#### [PROBLEM TO SOLVE]
The lines to copy are those in the listing below that contain the word "hockey".

#### [DATA TO EXAMINE]
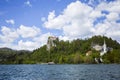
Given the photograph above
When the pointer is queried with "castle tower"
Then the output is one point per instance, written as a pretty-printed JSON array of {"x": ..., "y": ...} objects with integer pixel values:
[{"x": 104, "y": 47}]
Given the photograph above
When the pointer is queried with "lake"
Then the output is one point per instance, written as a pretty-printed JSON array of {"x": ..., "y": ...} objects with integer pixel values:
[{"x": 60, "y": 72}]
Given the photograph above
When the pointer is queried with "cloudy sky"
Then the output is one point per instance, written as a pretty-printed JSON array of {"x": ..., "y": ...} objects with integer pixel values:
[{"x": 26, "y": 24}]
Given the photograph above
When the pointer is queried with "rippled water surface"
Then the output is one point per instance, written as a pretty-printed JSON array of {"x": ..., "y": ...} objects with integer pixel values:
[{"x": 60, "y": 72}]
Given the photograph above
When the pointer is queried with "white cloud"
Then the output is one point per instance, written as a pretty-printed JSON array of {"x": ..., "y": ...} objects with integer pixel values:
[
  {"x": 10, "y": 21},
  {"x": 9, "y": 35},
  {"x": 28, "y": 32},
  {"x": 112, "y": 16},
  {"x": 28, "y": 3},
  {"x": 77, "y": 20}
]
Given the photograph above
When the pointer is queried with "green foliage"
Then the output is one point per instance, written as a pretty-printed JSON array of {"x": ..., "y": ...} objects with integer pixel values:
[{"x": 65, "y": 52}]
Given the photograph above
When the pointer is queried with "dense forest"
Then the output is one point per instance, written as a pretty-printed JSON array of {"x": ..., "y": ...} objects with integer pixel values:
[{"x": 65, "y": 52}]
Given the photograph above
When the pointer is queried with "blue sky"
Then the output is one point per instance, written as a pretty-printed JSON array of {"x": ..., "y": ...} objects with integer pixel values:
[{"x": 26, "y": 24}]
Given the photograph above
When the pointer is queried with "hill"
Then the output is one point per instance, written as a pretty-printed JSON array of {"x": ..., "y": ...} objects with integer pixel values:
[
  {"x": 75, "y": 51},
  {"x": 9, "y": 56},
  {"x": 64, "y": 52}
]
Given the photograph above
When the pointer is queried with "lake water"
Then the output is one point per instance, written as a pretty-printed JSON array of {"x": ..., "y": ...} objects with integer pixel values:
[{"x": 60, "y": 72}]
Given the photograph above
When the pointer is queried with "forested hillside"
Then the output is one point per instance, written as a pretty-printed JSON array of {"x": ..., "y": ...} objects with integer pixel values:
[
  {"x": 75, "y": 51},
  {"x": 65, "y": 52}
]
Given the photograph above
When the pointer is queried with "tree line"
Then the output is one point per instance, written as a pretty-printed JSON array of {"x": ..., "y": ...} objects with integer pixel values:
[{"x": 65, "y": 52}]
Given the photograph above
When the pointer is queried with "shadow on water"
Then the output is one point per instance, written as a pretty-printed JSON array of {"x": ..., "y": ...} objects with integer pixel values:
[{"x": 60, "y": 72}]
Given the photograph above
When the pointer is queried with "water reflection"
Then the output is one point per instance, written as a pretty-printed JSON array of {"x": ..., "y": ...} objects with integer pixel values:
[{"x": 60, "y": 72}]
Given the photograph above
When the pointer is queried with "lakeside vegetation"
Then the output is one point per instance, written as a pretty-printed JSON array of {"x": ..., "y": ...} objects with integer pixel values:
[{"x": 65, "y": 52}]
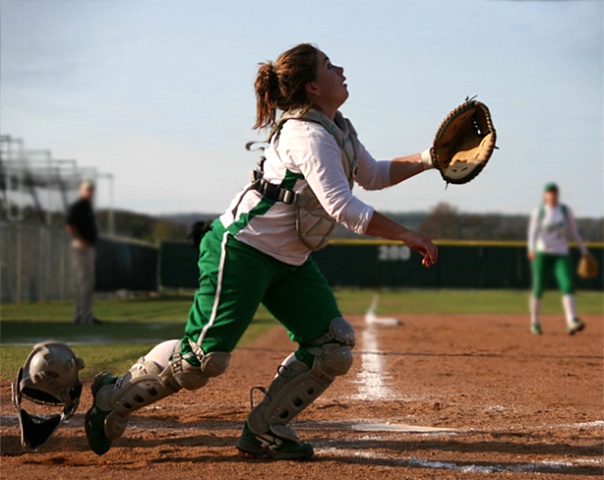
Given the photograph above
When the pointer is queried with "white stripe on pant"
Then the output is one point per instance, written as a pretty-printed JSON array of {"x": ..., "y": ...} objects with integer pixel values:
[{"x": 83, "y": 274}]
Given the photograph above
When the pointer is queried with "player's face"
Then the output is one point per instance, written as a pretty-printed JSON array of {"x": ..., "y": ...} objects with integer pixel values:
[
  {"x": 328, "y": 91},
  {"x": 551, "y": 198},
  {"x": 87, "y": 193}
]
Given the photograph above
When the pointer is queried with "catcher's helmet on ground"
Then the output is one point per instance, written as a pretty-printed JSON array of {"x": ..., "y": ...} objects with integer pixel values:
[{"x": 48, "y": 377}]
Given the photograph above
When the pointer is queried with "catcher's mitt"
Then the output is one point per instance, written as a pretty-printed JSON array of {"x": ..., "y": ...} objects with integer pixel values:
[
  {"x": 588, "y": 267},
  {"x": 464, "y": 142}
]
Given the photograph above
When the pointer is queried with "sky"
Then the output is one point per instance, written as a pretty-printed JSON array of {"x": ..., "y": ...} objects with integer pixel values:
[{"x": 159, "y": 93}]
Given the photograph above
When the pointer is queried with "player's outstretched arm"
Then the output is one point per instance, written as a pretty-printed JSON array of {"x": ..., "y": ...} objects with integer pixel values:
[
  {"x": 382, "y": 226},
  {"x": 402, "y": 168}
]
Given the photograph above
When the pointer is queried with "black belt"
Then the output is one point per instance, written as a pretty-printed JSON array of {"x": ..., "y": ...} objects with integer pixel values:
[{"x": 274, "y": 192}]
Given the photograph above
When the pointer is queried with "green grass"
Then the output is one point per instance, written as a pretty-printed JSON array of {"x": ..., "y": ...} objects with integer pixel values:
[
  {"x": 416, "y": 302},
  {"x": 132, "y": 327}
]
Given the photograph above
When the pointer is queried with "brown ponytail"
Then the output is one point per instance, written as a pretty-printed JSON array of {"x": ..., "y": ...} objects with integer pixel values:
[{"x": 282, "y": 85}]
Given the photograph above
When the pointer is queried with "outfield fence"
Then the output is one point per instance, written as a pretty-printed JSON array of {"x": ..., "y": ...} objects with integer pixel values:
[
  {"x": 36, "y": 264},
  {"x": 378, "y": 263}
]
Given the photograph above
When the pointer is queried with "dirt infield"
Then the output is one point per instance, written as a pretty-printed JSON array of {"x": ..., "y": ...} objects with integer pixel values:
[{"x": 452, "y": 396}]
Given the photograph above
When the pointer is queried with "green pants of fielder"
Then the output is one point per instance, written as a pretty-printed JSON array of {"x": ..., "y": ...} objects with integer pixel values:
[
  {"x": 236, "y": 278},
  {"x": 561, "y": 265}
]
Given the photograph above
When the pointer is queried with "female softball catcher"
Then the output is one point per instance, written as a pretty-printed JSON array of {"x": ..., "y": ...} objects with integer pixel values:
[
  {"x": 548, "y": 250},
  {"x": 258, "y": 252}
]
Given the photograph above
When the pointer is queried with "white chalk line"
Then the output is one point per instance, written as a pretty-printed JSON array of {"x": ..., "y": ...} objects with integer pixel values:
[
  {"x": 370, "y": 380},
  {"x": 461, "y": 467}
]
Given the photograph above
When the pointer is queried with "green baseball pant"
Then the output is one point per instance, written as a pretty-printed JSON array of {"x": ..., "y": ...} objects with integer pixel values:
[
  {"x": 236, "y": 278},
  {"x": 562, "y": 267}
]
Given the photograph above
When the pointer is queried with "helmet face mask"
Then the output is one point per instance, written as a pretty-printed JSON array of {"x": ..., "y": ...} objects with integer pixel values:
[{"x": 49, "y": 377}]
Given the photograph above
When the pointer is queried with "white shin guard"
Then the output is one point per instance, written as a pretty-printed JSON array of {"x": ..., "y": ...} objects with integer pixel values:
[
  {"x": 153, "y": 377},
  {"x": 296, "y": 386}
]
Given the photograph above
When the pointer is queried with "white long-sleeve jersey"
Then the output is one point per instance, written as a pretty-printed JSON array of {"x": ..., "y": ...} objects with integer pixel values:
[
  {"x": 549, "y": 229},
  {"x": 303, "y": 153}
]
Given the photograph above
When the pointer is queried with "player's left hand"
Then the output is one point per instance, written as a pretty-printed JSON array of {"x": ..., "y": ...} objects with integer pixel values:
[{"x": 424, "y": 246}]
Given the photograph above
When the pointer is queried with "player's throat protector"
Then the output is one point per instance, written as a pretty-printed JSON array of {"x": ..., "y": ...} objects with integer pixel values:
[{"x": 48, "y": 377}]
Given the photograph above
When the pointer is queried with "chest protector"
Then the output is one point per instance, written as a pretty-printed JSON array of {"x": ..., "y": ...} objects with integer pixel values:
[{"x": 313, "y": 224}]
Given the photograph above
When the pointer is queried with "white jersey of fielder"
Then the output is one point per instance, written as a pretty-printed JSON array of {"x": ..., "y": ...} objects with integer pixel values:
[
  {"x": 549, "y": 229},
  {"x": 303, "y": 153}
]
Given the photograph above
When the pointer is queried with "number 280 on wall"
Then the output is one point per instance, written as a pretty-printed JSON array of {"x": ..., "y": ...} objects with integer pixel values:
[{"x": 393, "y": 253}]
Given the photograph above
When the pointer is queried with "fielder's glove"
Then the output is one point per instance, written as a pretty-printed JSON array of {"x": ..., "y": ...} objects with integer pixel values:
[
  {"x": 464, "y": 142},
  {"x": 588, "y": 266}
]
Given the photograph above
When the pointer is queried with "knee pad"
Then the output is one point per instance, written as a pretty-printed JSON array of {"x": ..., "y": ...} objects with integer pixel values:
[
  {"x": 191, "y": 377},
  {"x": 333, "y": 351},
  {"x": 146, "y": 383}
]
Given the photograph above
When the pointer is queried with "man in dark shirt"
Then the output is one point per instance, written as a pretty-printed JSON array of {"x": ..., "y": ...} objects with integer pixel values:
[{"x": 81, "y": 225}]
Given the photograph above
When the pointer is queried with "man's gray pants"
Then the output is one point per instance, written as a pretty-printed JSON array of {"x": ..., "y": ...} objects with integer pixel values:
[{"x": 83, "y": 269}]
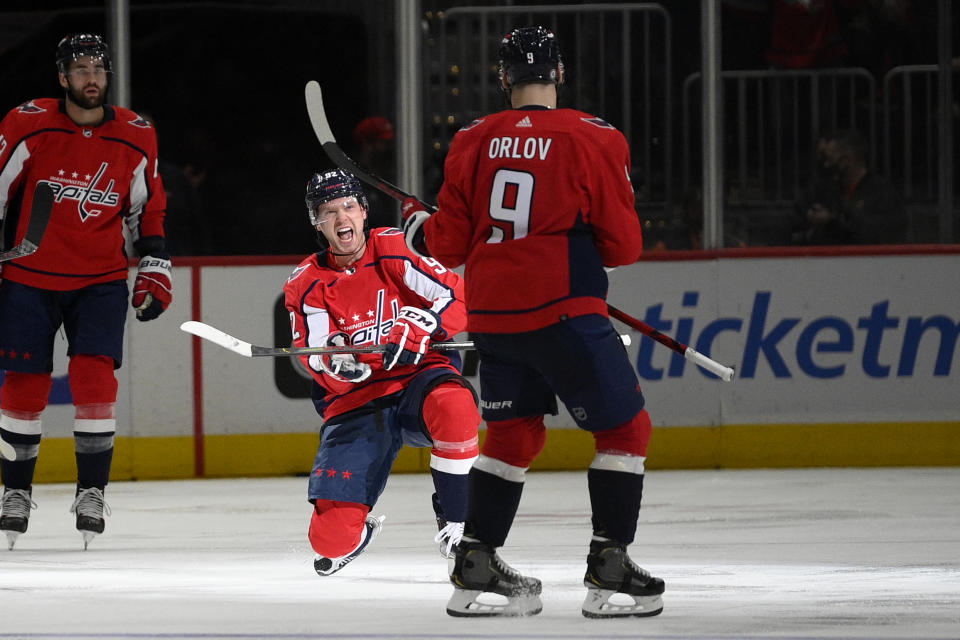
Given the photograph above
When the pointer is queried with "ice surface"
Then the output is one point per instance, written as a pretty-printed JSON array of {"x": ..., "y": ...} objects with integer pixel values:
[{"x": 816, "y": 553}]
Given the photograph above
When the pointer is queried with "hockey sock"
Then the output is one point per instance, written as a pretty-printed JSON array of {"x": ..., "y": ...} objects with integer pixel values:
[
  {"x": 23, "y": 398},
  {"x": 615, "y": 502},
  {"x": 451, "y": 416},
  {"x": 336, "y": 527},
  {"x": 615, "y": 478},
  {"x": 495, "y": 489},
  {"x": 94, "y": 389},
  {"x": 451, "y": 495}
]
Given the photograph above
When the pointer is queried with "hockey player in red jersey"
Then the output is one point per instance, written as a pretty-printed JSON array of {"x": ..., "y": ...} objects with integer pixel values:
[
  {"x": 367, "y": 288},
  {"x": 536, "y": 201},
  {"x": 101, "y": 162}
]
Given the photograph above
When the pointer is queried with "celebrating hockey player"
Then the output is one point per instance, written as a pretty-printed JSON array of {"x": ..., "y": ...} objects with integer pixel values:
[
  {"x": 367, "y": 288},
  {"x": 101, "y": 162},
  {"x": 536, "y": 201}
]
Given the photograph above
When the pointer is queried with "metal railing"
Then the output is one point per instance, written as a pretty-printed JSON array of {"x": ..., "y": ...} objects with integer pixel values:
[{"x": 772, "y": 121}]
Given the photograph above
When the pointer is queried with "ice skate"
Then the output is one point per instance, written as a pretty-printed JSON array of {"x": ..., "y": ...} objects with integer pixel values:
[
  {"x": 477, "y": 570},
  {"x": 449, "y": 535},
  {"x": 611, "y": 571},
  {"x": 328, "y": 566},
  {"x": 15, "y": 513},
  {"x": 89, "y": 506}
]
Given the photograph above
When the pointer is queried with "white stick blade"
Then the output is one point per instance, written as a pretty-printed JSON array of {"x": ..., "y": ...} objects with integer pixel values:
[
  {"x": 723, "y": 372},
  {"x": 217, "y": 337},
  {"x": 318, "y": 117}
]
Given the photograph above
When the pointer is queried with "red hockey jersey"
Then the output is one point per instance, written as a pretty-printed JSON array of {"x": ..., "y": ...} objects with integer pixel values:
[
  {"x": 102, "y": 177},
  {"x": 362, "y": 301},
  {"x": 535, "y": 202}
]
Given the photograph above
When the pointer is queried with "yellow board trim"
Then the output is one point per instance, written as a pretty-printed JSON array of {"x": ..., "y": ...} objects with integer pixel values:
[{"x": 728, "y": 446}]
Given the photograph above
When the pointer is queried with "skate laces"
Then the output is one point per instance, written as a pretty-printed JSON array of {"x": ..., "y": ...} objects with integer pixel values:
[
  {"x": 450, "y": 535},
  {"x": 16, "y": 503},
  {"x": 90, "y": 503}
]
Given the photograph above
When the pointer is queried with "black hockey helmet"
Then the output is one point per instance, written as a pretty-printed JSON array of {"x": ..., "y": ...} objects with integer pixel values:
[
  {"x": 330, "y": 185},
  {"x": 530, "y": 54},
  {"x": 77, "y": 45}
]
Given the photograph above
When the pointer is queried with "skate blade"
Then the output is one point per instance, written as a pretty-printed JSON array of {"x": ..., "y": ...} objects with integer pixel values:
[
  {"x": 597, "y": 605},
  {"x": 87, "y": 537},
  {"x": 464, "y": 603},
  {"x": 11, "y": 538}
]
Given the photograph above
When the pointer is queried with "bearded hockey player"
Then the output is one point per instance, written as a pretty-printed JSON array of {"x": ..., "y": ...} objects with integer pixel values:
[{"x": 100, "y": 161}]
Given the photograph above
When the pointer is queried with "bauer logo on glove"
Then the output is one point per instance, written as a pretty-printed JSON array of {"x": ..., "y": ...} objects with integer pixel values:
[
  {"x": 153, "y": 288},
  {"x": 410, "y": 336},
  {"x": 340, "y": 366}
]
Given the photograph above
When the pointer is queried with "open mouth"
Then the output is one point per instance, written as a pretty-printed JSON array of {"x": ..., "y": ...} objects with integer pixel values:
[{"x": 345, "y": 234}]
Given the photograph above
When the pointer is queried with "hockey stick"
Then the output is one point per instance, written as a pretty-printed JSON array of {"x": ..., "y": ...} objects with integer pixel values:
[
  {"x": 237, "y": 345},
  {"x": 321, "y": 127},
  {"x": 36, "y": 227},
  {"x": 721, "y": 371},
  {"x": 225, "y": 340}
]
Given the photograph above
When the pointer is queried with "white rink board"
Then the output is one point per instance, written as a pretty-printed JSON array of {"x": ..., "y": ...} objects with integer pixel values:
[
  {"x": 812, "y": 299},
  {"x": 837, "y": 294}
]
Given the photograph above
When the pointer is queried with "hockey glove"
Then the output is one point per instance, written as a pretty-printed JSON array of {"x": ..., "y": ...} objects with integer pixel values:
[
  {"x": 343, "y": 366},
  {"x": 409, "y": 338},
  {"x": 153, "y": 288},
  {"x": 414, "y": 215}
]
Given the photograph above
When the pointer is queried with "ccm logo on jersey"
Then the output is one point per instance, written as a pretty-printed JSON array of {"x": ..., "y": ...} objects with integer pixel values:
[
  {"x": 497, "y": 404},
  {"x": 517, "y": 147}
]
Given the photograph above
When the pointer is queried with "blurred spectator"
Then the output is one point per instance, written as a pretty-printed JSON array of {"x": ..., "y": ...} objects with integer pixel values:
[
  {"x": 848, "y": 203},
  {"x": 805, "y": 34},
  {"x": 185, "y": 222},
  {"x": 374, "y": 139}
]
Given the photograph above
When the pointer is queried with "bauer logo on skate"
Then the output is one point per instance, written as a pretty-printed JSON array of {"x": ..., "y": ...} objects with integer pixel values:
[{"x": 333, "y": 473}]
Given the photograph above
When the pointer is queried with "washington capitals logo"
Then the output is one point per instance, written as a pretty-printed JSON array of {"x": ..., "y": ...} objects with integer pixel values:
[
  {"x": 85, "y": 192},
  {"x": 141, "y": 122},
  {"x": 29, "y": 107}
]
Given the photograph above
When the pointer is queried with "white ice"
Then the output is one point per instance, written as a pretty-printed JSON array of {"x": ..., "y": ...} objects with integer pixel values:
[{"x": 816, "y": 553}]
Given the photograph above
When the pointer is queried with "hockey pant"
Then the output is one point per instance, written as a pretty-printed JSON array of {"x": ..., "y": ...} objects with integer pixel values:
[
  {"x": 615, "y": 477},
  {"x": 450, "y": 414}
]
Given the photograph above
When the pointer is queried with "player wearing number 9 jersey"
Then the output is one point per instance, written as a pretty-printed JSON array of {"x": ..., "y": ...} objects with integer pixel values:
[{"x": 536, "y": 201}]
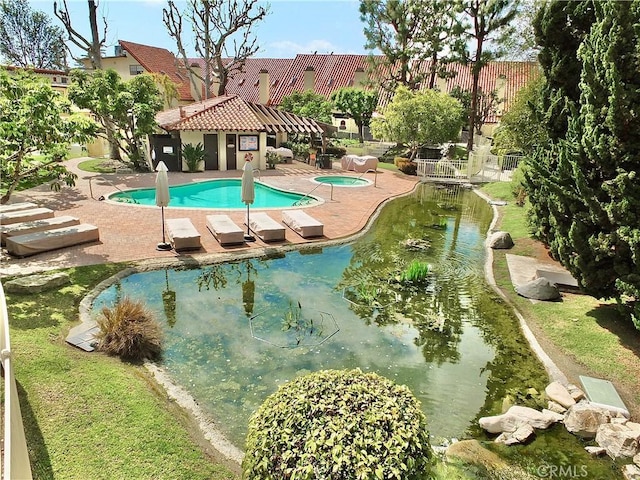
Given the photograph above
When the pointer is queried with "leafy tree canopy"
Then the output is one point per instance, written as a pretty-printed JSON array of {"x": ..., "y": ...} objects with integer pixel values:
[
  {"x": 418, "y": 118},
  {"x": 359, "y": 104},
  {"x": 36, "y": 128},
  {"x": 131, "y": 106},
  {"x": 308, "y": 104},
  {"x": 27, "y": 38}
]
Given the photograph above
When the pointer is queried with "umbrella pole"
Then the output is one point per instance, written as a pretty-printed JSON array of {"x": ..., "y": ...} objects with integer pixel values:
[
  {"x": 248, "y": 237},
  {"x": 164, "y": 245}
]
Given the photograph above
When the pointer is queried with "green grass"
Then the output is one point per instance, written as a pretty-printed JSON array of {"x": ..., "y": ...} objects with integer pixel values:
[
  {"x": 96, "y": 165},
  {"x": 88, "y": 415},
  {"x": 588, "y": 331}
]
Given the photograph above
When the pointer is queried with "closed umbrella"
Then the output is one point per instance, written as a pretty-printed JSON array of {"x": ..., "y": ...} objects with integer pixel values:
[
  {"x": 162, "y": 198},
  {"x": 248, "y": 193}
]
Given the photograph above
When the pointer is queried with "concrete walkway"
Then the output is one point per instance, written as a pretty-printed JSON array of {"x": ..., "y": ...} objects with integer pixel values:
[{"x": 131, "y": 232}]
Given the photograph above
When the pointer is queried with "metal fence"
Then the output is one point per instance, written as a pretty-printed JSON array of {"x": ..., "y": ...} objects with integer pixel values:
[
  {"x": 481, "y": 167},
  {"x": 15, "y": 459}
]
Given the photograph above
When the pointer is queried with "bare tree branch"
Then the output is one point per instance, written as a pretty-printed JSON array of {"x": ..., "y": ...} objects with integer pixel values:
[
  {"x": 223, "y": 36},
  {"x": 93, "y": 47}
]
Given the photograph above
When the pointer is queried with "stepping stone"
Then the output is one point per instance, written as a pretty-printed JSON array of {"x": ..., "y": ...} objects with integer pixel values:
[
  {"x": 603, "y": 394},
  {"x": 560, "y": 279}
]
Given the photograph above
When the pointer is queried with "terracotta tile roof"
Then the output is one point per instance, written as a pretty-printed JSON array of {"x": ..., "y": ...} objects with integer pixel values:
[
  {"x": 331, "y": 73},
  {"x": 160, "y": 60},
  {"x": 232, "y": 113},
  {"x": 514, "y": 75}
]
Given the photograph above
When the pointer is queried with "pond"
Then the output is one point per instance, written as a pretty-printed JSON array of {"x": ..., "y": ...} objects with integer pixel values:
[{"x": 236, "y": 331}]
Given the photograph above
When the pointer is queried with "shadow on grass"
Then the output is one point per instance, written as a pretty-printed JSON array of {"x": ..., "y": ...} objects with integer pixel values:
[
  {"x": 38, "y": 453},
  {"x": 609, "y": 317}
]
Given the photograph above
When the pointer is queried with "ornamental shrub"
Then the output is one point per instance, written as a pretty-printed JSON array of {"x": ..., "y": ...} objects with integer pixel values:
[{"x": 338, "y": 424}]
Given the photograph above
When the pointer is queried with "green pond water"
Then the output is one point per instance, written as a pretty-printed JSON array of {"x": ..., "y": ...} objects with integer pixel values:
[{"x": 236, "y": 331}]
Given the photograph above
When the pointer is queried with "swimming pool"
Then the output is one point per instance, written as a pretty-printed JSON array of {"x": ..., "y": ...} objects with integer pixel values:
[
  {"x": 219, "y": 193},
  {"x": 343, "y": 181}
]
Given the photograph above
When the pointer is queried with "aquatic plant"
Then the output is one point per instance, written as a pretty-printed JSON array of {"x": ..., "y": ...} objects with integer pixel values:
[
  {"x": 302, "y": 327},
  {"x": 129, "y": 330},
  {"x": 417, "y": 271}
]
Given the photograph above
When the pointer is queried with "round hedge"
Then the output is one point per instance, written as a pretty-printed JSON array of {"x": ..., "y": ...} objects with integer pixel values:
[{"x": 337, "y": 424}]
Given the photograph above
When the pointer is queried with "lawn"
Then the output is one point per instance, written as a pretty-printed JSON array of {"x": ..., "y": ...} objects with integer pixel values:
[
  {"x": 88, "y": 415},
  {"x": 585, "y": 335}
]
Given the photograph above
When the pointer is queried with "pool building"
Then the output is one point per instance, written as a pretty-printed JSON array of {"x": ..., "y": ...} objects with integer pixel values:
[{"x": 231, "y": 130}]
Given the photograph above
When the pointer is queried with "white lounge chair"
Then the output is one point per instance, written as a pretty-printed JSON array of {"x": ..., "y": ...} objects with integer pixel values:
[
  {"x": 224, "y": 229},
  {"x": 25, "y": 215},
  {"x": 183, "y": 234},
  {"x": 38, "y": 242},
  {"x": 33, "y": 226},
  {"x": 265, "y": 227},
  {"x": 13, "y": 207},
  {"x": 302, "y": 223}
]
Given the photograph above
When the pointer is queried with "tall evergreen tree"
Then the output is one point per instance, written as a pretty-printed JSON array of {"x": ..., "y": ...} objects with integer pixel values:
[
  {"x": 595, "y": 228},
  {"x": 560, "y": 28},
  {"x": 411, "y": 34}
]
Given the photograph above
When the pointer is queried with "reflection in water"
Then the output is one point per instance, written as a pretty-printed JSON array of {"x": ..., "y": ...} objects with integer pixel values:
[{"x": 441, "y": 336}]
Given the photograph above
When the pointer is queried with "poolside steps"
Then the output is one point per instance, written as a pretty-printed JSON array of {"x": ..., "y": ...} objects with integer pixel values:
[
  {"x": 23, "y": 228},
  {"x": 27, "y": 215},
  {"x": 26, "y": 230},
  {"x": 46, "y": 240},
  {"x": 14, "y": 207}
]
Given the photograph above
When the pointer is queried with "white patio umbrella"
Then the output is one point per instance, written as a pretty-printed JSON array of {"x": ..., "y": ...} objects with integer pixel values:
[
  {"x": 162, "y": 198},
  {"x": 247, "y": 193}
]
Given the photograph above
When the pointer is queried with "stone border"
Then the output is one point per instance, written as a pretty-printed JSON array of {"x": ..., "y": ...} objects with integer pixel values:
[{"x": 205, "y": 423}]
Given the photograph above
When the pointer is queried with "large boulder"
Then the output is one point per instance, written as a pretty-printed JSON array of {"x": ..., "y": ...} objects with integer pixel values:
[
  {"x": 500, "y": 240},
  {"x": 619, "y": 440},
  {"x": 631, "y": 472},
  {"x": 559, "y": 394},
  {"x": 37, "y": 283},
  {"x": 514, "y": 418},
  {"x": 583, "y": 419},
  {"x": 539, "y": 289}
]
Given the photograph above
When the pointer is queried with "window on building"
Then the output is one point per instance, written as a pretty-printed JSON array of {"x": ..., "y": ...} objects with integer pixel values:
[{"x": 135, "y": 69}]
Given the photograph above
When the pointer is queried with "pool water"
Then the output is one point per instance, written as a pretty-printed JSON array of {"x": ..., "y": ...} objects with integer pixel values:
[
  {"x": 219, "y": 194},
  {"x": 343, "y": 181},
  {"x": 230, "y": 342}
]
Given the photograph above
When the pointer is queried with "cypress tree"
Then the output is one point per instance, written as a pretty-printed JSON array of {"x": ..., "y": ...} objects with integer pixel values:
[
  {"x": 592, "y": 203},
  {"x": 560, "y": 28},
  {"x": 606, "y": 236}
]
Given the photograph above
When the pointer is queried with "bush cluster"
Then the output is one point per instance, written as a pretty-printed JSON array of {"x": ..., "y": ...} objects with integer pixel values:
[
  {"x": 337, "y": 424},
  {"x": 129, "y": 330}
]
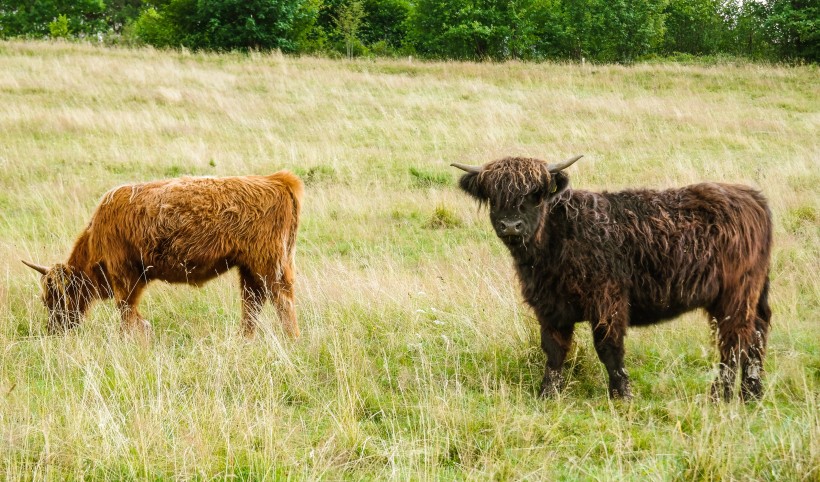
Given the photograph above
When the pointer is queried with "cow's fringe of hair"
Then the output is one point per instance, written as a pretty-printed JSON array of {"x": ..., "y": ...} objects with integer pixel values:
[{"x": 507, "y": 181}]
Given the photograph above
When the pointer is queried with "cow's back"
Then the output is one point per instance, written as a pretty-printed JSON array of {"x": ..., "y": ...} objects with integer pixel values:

#### [SOLUTION TO THE PROBLEM]
When the pointer is queried with "hockey sock"
When the pointer is queried with "hockey player in red jersey"
When the pointer is queried with "celebrating hockey player"
When the pointer is queried with "red hockey jersey"
When the pointer is queried with "black hockey helmet"
When the pointer is queried with "bearded hockey player"
When the pointer is queried with "hockey stick"
When the pointer is queried with "hockey glove"
When the pointer is queried with "hockey pant"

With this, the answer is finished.